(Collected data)
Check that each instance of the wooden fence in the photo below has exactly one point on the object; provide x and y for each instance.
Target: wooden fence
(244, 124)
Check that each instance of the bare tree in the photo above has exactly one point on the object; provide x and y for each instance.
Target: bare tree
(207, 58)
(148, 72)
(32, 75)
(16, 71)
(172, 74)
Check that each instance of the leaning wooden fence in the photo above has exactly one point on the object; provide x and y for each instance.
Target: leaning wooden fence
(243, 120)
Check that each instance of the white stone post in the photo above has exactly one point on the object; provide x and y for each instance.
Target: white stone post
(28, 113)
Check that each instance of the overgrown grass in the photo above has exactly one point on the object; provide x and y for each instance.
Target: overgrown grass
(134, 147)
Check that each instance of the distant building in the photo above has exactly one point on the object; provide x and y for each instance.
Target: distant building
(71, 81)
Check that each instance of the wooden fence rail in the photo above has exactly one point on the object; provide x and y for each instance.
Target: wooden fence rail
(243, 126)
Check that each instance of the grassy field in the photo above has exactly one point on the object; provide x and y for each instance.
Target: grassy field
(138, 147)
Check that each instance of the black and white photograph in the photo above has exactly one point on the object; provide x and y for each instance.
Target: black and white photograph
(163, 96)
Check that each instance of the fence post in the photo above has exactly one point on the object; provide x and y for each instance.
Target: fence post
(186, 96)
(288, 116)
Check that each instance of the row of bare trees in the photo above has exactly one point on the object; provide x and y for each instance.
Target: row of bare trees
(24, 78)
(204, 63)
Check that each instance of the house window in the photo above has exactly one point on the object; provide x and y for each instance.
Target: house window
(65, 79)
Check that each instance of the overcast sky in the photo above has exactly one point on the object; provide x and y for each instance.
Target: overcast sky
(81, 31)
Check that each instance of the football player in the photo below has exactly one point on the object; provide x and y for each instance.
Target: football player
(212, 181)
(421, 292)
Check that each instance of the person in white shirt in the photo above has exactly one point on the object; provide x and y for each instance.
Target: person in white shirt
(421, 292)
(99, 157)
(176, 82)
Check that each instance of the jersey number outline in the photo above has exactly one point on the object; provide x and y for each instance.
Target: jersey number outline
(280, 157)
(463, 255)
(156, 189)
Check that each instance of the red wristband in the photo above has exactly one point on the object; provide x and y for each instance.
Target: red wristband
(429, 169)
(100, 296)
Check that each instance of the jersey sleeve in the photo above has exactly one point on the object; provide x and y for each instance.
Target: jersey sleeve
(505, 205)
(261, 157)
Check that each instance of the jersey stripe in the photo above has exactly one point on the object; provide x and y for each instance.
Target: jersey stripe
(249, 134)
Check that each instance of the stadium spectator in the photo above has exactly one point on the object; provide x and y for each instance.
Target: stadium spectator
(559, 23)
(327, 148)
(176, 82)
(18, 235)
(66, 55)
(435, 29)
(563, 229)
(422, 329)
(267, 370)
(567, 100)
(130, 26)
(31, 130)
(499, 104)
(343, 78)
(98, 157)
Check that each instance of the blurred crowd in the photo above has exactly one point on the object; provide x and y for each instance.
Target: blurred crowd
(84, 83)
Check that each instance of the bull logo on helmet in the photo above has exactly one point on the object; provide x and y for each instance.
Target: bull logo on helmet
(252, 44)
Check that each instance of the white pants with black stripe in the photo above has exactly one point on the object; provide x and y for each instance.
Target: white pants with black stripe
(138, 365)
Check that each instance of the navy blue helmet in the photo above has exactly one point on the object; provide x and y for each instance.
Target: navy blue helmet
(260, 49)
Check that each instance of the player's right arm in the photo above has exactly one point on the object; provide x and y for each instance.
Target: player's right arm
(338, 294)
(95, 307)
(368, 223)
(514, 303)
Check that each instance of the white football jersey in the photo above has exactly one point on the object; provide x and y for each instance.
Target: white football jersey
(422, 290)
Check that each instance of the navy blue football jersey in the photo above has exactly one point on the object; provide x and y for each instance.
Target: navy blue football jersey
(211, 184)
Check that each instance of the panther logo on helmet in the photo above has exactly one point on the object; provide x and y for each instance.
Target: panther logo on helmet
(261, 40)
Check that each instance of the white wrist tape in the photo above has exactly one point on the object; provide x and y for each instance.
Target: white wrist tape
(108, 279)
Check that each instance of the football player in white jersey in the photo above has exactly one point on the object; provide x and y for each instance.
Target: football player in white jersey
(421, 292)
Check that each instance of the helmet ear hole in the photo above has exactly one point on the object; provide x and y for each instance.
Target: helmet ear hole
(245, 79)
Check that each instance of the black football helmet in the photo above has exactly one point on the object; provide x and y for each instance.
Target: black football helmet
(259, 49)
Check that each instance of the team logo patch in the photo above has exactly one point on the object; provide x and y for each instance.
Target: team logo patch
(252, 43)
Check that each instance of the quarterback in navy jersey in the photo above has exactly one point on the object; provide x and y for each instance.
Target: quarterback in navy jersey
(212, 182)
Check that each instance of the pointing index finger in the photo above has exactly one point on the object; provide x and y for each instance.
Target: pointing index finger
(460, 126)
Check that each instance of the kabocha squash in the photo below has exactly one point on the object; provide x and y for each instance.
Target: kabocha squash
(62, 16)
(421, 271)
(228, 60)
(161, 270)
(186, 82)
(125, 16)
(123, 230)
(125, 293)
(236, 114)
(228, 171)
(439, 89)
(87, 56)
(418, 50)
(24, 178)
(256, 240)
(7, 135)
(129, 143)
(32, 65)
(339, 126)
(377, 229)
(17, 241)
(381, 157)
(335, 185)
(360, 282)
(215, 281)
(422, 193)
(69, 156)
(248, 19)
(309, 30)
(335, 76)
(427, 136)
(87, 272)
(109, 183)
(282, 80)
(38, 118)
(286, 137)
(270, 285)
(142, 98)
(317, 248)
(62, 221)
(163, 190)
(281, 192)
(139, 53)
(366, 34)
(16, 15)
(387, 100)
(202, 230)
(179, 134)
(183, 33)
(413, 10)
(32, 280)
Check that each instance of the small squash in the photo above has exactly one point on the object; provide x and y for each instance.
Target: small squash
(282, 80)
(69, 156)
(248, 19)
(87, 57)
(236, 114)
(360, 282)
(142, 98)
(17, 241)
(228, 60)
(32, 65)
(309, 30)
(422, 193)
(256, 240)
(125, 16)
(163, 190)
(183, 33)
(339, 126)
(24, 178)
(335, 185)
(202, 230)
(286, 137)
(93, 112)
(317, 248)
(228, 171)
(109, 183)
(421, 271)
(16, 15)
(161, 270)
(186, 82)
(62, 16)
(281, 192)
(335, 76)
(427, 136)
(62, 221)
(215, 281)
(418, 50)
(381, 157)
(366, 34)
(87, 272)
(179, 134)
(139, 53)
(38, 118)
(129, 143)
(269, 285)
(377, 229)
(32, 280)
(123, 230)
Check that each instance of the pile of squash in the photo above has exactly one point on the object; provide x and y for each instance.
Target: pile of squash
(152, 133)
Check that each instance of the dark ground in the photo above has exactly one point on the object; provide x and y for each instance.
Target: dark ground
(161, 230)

TASK TO CARRY OUT:
Every record above should be output exactly.

EXPECTED ANSWER:
Check that each instance of the wooden fence in the photo below has exactly one point on the object; provide x and y for each instance.
Target: wooden fence
(244, 124)
Check that each instance of the bare tree in the photo above has exactly one point on the object; provide x and y for each instance.
Target: bare tree
(207, 58)
(148, 72)
(32, 75)
(16, 71)
(172, 74)
Check that each instance of the leaning wooden fence in the photo above has exactly one point on the object; provide x and y for each instance.
Target: leaning wooden fence
(243, 120)
Check that each instance of the white stone post in the photo above has exactly one point on the object; provide x and y for each instance.
Target: white stone post
(28, 113)
Check that each instance of the overgrown grass in the photo above has exactly one point on the object; provide x and y for each instance.
Target: overgrown grass
(134, 147)
Check that each instance of the distant building in the photo above has exactly one point on the object; provide x and y for each instance.
Target: distant building
(71, 81)
Check that each instance of the wooden fence rail in the photo above has exactly one point on the object; provide x and y for each instance.
Target: wooden fence rail
(243, 126)
Check that each instance of the grassy field in the photo above has exactly one point on the object; provide x and y for each instance.
Target: grassy field
(138, 147)
Check that each instance of the black and white photograph in the photo above has exactly one point on the object; provide x and y for each instance.
Target: black and white photograph
(163, 96)
Check that each instance of the fence post in the photo above has exactly one point on the object; provide x and y for each instance.
Target: fence post
(186, 96)
(288, 116)
Check that each instance of the row of bare trees in the photo above has exactly one point on the object; provide x and y for each instance.
Target: row of bare trees
(24, 78)
(204, 63)
Check that each instance of the house window in the photo above has exactly one point on the object; provide x and y for each instance.
Target: house window
(65, 79)
Check that each instance of the overcast sky in the photo above has exactly one point on the object; provide x and y for each instance.
Target: overcast sky
(81, 31)
Check that each instance of the football player in the photo below has exactly one point on the object; provide x and y for each instance.
Target: football player
(212, 181)
(421, 292)
Check that each instance of the person in white shirt in the photo above has exactly one point on the object; provide x and y for each instance.
Target: person in white shirt
(421, 292)
(99, 157)
(176, 82)
Check that each instance of the jersey number outline in the photo above has exactly one point on the object; provide x and y for each instance.
Target: jersey number outline
(280, 157)
(463, 255)
(156, 189)
Check that each instance of the red wristband in the photo above has exactly one point on the object; provide x and y for each instance.
Target: red wristband
(429, 169)
(100, 296)
Check that each instance of the jersey sleeve in the photo above has exactly one point on the object; provide x and y for each instance.
Target: jersey sleeve
(505, 205)
(261, 157)
Check that each instance of the jersey stripe in the photo above has exactly one point on the object; provide x and y for each instance.
Target: jersey stripe
(249, 134)
Check that each instance of the stadium spectator in the photo above has exactly one point on the object; provide x and y for each instance.
Target: stadium spectator
(559, 23)
(327, 148)
(176, 82)
(18, 235)
(66, 55)
(435, 29)
(563, 229)
(422, 329)
(267, 370)
(567, 100)
(130, 26)
(31, 130)
(499, 104)
(343, 78)
(98, 157)
Check that each instance of the blurred crowd in the photo above has exactly one point on the object; provide x and y for each instance.
Target: blurred crowd
(84, 83)
Check that each instance of the bull logo on helmet in the photo above has exactly one point on the object; provide x and y for each instance.
Target: bull logo on helmet
(252, 44)
Check that each instance of the white pants with black stripe in the photo above has exactly one point on the object; provide x and y for each instance.
Target: white pants with black stripe
(138, 365)
Check that each instance of the navy blue helmet in the photo above has exactly one point on the object; provide x and y for each instance.
Target: navy blue helmet
(260, 49)
Check that each instance of the player's right arm in the photo above has exactly one point on the object; provide x and y for each instance.
Target: player's right arm
(338, 294)
(95, 307)
(368, 223)
(514, 303)
Check that each instance of the white football jersey in the photo above has exactly one point on the object; provide x and y for each instance.
Target: white football jersey
(422, 290)
Check that each instance of the navy blue football jersey in the photo above has exactly one point on the object; provide x and y for each instance.
Target: navy blue football jersey
(211, 184)
Check that each instance of the panther logo on helmet in the photo above has exactly one point on the object; provide x and y for each instance.
Target: panther logo on helmet
(261, 40)
Check that each instance of the white wrist tape in the photo above has exactly one point on the object; provide x and y for each instance.
Target: white wrist tape
(108, 279)
Check that each instance of the football player in white jersey in the photo above has exactly one point on the object; provide x and y for each instance.
Target: football player in white jersey
(421, 292)
Check that each instance of the helmet ear hole in the photo above has exactly one point on the object; provide x and y for each instance.
Target: helmet ear hole
(245, 79)
Check that each instance of the black football helmet in the photo above has exactly one point on the object; provide x and y for each instance.
Target: black football helmet
(259, 49)
Check that each instance of the team logo patch in the photo above has exactly one point on the object; provide x and y for each instance.
Target: team logo patch
(252, 43)
Check that each instance of the quarterback in navy jersey in the photo above has exactly one point on the object; provide x and y for each instance.
Target: quarterback in navy jersey
(212, 182)
Check that each instance of the pointing index finger in the photo above has exactly one point on the object; provide x and y for each instance.
Target: pointing index finger
(460, 126)
Check that each instance of the kabocha squash in the photo below has exactly one point on the object; provide x and y for each instance.
Target: kabocha squash
(62, 16)
(421, 271)
(228, 60)
(161, 270)
(186, 82)
(125, 16)
(123, 230)
(125, 293)
(236, 114)
(228, 171)
(439, 89)
(87, 56)
(418, 50)
(24, 178)
(256, 240)
(7, 135)
(129, 143)
(32, 65)
(339, 126)
(377, 229)
(17, 241)
(381, 157)
(335, 185)
(360, 282)
(215, 281)
(422, 193)
(69, 156)
(248, 19)
(309, 30)
(335, 76)
(427, 136)
(87, 272)
(109, 183)
(282, 80)
(38, 118)
(286, 137)
(270, 285)
(142, 98)
(317, 248)
(62, 221)
(163, 190)
(281, 192)
(139, 53)
(366, 34)
(16, 15)
(387, 100)
(202, 230)
(179, 134)
(183, 33)
(413, 10)
(32, 280)
Check that each instance of the small squash in the photo above has exactly one point on the object; provide x and y for each instance.
Target: small squash
(282, 80)
(69, 156)
(248, 19)
(87, 57)
(236, 114)
(360, 282)
(142, 98)
(17, 241)
(228, 60)
(32, 65)
(309, 30)
(422, 193)
(256, 240)
(125, 16)
(163, 190)
(183, 33)
(339, 126)
(24, 178)
(335, 185)
(202, 230)
(286, 137)
(93, 112)
(317, 248)
(228, 171)
(109, 183)
(421, 271)
(16, 15)
(161, 270)
(186, 82)
(62, 16)
(281, 192)
(335, 76)
(427, 136)
(62, 221)
(215, 281)
(418, 50)
(381, 157)
(366, 34)
(87, 272)
(179, 134)
(139, 53)
(38, 118)
(129, 143)
(269, 285)
(377, 229)
(32, 280)
(123, 230)
Check that each instance of the pile of squash in the photo above has exactly one point on the object; provide x and y for each instance.
Target: pile of squash
(152, 133)
Check that each instance of the dark ground in the photo above has exactly one point on the object; provide x and y for each instance.
Target: dark ground
(161, 230)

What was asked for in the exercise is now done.